TASK ITEM >> Copy the text about the 2015 National Geographic Young Explorers presentation exactly, in full.

DOCUMENT EXTRACT >>
BEGIN

Presentation

2015 Presentation: National Geographic Young Explorers

Anthropologists, geologists, entomologists, marine biologists, adventurers, change makers and storytellers. National Geographic has helped launch the careers of many of today’s most accomplished explorers with its Young Explorers grants. The program helps cover field costs for passionate, creative and innovative young individuals who have great ideas about how to make the world a better place.

Cara Eckholm
Cara Eckholm is a Princeton graduate and accomplished debater who has sparred in world champion events in the Philippines and at Oxford. Eckholm, who wrote her senior thesis on the effect of monuments on reconstructing national identity in post-Communist Eastern Europe, is studying the post-war rebuilding of Sarajevo in Bosnia, along with fellow explorer photojournalist Amanda Rivkin. Together, they’re pursuing the story of the new urban landscape in a city still ravaged by the legacy of conflict.

Julia Harte
Julia Harte is an investigative journalist and M.S. graduate of Columbia Journalism School, working at the Center for Public Integrity in Washington, D.C. For three years, she was a freelance reporter based in Turkey, where she covered politics, international relations, human rights, energy policy, and environmental issues. She was awarded a National Geographic Young Explorers Grant in 2013 to undertake a reporting trip along the Tigris River.

Hannah Reyes
Photographer Hannah Reyes grew up in the Philippines and has been led to extraordinary places across the globe — Manila, Cambodia, Mindanao — by her passion for telling thought-provoking stories through images. She is currently examining the evolving landscape of indigenous cultures in the Philippines, which are undergoing major shifts as improving road access, education and media open up channels of communication and travel like never before. Reyes’ project follows three indigenous communities in the northern part of the country, looking at old traditions that are surviving and asking what new norms are emerging through the infusion of modernity.

Eddie Roqueta
Filmmaker and wildlife ecologist Eddie Roqueta is a grad student in Montana State University’s MFA in Science and Natural History Filmmaking Program. For his thesis, Roqueta is creating a documentary that chronicles sun bear conservation in Borneo, where global demand for palm oil has replaced hundreds of thousands of acres of habitat with plantations, creating a critical situation for the smallest, most arboreal and least known of the bear species.

END

PROVIDED DATA >>
BEGIN

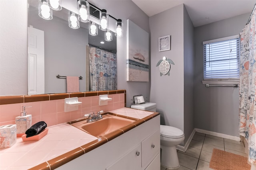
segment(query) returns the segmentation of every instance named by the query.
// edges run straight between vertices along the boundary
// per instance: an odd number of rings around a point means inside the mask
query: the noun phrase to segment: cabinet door
[[[142,167],[146,167],[160,152],[160,131],[157,130],[141,142]]]
[[[106,170],[135,170],[141,169],[140,144],[125,154]]]
[[[160,170],[160,154],[158,153],[145,170]]]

END

WRITTEN REPLY >>
Presentation

2015 Presentation: National Geographic Young Explorers

Anthropologists, geologists, entomologists, marine biologists, adventurers, change makers and storytellers. National Geographic has helped launch the careers of many of today’s most accomplished explorers with its Young Explorers grants. The program helps cover field costs for passionate, creative and innovative young individuals who have great ideas about how to make the world a better place.

Cara Eckholm
Cara Eckholm is a Princeton graduate and accomplished debater who has sparred in world champion events in the Philippines and at Oxford. Eckholm, who wrote her senior thesis on the effect of monuments on reconstructing national identity in post-Communist Eastern Europe, is studying the post-war rebuilding of Sarajevo in Bosnia, along with fellow explorer photojournalist Amanda Rivkin. Together, they’re pursuing the story of the new urban landscape in a city still ravaged by the legacy of conflict.

Julia Harte
Julia Harte is an investigative journalist and M.S. graduate of Columbia Journalism School, working at the Center for Public Integrity in Washington, D.C. For three years, she was a freelance reporter based in Turkey, where she covered politics, international relations, human rights, energy policy, and environmental issues. She was awarded a National Geographic Young Explorers Grant in 2013 to undertake a reporting trip along the Tigris River.

Hannah Reyes
Photographer Hannah Reyes grew up in the Philippines and has been led to extraordinary places across the globe — Manila, Cambodia, Mindanao — by her passion for telling thought-provoking stories through images. She is currently examining the evolving landscape of indigenous cultures in the Philippines, which are undergoing major shifts as improving road access, education and media open up channels of communication and travel like never before. Reyes’ project follows three indigenous communities in the northern part of the country, looking at old traditions that are surviving and asking what new norms are emerging through the infusion of modernity.

Eddie Roqueta
Filmmaker and wildlife ecologist Eddie Roqueta is a grad student in Montana State University’s MFA in Science and Natural History Filmmaking Program. For his thesis, Roqueta is creating a documentary that chronicles sun bear conservation in Borneo, where global demand for palm oil has replaced hundreds of thousands of acres of habitat with plantations, creating a critical situation for the smallest, most arboreal and least known of the bear species.